[Entries shown]
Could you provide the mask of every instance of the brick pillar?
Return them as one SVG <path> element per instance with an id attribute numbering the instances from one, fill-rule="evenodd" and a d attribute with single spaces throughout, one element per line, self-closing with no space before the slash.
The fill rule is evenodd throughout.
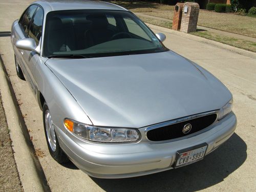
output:
<path id="1" fill-rule="evenodd" d="M 173 20 L 173 29 L 179 30 L 181 23 L 181 16 L 182 16 L 182 9 L 184 4 L 178 3 L 175 5 L 174 10 L 174 19 Z"/>
<path id="2" fill-rule="evenodd" d="M 190 33 L 197 30 L 199 14 L 199 5 L 196 3 L 187 2 L 184 4 L 180 31 Z"/>

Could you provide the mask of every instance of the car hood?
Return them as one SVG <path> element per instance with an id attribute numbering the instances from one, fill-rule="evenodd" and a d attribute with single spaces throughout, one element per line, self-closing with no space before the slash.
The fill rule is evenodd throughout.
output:
<path id="1" fill-rule="evenodd" d="M 141 127 L 219 109 L 231 98 L 213 75 L 170 51 L 46 63 L 96 125 Z"/>

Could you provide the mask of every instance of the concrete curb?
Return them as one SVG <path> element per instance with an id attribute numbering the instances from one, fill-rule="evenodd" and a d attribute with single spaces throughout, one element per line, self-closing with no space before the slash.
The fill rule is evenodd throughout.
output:
<path id="1" fill-rule="evenodd" d="M 188 33 L 185 33 L 180 31 L 173 30 L 170 29 L 165 28 L 164 27 L 157 26 L 154 25 L 145 23 L 151 29 L 159 30 L 166 32 L 166 33 L 172 33 L 176 35 L 185 37 L 191 40 L 197 41 L 202 42 L 206 44 L 210 44 L 215 47 L 219 47 L 222 49 L 224 49 L 226 50 L 230 51 L 233 53 L 238 53 L 245 56 L 247 56 L 253 59 L 256 58 L 256 53 L 253 53 L 251 51 L 247 51 L 244 49 L 239 49 L 235 47 L 232 47 L 228 45 L 222 44 L 220 42 L 215 41 L 212 40 L 209 40 L 203 37 L 199 37 L 193 35 Z"/>
<path id="2" fill-rule="evenodd" d="M 25 191 L 50 191 L 0 55 L 0 90 L 12 148 Z"/>

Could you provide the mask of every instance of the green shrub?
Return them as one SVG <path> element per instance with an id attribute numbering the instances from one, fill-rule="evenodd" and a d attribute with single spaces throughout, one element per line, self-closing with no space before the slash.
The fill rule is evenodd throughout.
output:
<path id="1" fill-rule="evenodd" d="M 218 13 L 223 13 L 226 11 L 226 4 L 217 4 L 214 8 L 215 11 Z"/>
<path id="2" fill-rule="evenodd" d="M 249 11 L 248 12 L 248 15 L 256 15 L 256 7 L 252 7 L 251 8 Z"/>
<path id="3" fill-rule="evenodd" d="M 230 0 L 232 10 L 234 12 L 240 9 L 245 9 L 247 11 L 253 6 L 254 2 L 253 0 Z"/>
<path id="4" fill-rule="evenodd" d="M 226 13 L 230 13 L 231 11 L 231 5 L 226 5 Z"/>
<path id="5" fill-rule="evenodd" d="M 213 3 L 208 3 L 206 5 L 206 9 L 209 11 L 214 10 L 214 8 L 216 4 Z"/>

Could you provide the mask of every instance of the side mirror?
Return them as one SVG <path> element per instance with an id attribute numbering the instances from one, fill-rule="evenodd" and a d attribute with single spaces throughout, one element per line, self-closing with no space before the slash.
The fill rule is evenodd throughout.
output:
<path id="1" fill-rule="evenodd" d="M 35 40 L 31 38 L 18 40 L 16 42 L 15 46 L 18 49 L 27 51 L 33 51 L 38 53 L 38 51 L 35 50 L 37 46 Z"/>
<path id="2" fill-rule="evenodd" d="M 158 38 L 158 39 L 162 42 L 163 42 L 166 38 L 166 36 L 165 36 L 165 35 L 162 33 L 157 33 L 156 34 L 156 35 L 157 36 L 157 38 Z"/>

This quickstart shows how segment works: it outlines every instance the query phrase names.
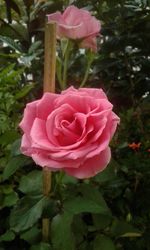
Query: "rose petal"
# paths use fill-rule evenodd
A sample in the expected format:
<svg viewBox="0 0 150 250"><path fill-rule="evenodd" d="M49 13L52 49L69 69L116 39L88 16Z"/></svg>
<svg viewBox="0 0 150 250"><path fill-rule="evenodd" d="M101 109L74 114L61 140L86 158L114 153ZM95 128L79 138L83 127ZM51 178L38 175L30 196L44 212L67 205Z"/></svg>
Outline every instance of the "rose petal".
<svg viewBox="0 0 150 250"><path fill-rule="evenodd" d="M78 168L65 168L64 171L79 179L90 178L106 168L111 159L111 151L108 147L93 158L88 159Z"/></svg>
<svg viewBox="0 0 150 250"><path fill-rule="evenodd" d="M19 124L19 127L23 130L24 133L30 133L34 119L36 118L38 101L28 103L24 110L23 119Z"/></svg>
<svg viewBox="0 0 150 250"><path fill-rule="evenodd" d="M54 109L54 101L59 97L58 94L44 93L42 98L37 103L37 117L43 120L47 119L47 116Z"/></svg>

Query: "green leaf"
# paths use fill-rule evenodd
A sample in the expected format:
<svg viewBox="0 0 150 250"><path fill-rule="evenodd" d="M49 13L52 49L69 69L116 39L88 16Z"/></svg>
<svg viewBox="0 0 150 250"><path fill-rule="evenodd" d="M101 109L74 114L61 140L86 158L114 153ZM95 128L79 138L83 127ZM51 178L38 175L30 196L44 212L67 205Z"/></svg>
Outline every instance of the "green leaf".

[Goal] Rescale everything from the start of the listing down to the line containing "173 20 L 173", both ends included, and write those lines out again in full. Multiply each coordinate in the answer by 1.05, round to whole numbers with halves going up, and leave the picture out.

[Task solution]
Could you provide the mask of every instance of the brick pillar?
Return them as one SVG <path> element per instance with an id attribute numbering the instances from one, fill-rule="evenodd" and a d attribute with single spaces throughout, one element per line, self-closing with no space before the slash.
The fill rule is evenodd throughout.
output:
<path id="1" fill-rule="evenodd" d="M 182 21 L 182 30 L 188 32 L 190 24 L 190 17 L 191 17 L 191 9 L 193 4 L 187 3 L 184 5 L 183 11 L 183 20 Z"/>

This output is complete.